**BRIEF**.
Reproduce all entries verbatim, with nothing added or dropped.
====== PROVIDED INFORMATION ======
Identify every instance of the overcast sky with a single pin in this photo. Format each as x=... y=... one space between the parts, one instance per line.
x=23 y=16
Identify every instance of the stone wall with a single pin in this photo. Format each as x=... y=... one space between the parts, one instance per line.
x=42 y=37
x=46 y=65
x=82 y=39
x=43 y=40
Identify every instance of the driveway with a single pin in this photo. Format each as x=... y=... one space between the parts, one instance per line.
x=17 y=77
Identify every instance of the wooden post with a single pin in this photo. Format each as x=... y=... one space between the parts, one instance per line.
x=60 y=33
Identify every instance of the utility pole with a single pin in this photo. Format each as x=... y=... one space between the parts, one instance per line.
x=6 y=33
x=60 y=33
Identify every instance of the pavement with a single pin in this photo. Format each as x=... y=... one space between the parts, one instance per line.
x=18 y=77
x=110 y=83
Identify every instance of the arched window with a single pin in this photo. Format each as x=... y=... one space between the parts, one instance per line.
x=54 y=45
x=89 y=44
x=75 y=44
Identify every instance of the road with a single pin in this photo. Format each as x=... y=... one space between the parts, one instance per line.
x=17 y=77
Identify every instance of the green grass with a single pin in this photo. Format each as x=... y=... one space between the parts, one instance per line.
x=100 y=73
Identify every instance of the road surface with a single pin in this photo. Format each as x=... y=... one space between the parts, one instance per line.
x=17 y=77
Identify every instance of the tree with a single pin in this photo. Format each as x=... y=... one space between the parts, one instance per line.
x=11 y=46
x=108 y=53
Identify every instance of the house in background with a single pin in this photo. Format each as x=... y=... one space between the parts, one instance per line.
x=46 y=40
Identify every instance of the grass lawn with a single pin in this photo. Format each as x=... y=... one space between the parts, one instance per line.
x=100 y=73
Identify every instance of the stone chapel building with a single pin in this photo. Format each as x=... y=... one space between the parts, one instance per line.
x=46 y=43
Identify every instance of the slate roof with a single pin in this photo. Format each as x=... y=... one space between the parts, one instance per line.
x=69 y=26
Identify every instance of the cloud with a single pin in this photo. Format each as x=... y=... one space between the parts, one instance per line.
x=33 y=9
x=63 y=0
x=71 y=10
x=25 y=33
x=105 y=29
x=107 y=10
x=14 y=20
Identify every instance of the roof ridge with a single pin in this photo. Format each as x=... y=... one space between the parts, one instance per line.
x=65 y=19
======
**EXERCISE ANSWER**.
Identify every instance of the overcast sky with a single pin in this photo. Format each as x=... y=... one space between the parts, one instance per line.
x=23 y=16
Identify every instance of the stone wall with a single pin in this photo. Format each as x=... y=... one space between the parts, one instance per line.
x=42 y=37
x=46 y=65
x=82 y=39
x=43 y=40
Identify every instance of the driveway with a single pin in this photo. Format each as x=... y=... one space between the parts, one instance per line.
x=17 y=77
Identify every instance of the wooden post with a single pin in this photo. Format each as x=... y=... one space between the parts, one instance per line.
x=60 y=33
Identify every instance of the utility pole with a single pin in this photo. Format each as x=... y=... one space between the parts, one instance per line.
x=6 y=33
x=60 y=33
Identify every instance of the pavement with a single pin in this photo. Format each as x=... y=... one space between the parts, one instance per line.
x=18 y=77
x=110 y=83
Identify every instance of the arched window with a single pin in this photo. Format each as x=... y=... one space between the parts, one instance per line.
x=54 y=45
x=89 y=44
x=75 y=44
Identify every instance of the road with a single pin in this photo. Format each as x=... y=... one space between the parts, one instance per line.
x=17 y=77
Identify every instance of the green grass with a single pin in this photo. Format each as x=... y=... one space between the parts, one instance per line.
x=100 y=73
Identify every instance of the road surface with a single pin in this photo. Format each as x=... y=... one space between the parts, one instance per line.
x=17 y=77
Identify every instance of the tree with a single pin in this photo. Format each as x=... y=... one space between the parts, one instance per line.
x=11 y=46
x=108 y=53
Identify every instance of the house in background with a single pin in this photo. Format each as x=... y=... one space between the parts, one instance per line.
x=46 y=40
Identify every instance of the grass lawn with a single pin in this photo. Format each as x=... y=... one space between the parts, one instance per line.
x=100 y=73
Identify every instance of the stone chapel building with a single pin in this photo. Format each as x=... y=... one space between the parts, one instance per line.
x=46 y=43
Identify every instance of the slate roof with a single pin in this photo. Format each as x=... y=... one space between the parts, one instance per line.
x=69 y=26
Identify every instance of the cloud with a single pin in this photo. Format each as x=... y=... one space between the parts, one instance per line.
x=33 y=9
x=63 y=0
x=71 y=10
x=25 y=33
x=105 y=29
x=107 y=10
x=14 y=20
Identify every instance of the roof ridge with a single pin in this photo. Format each as x=... y=... one space between the parts, one instance per line.
x=65 y=19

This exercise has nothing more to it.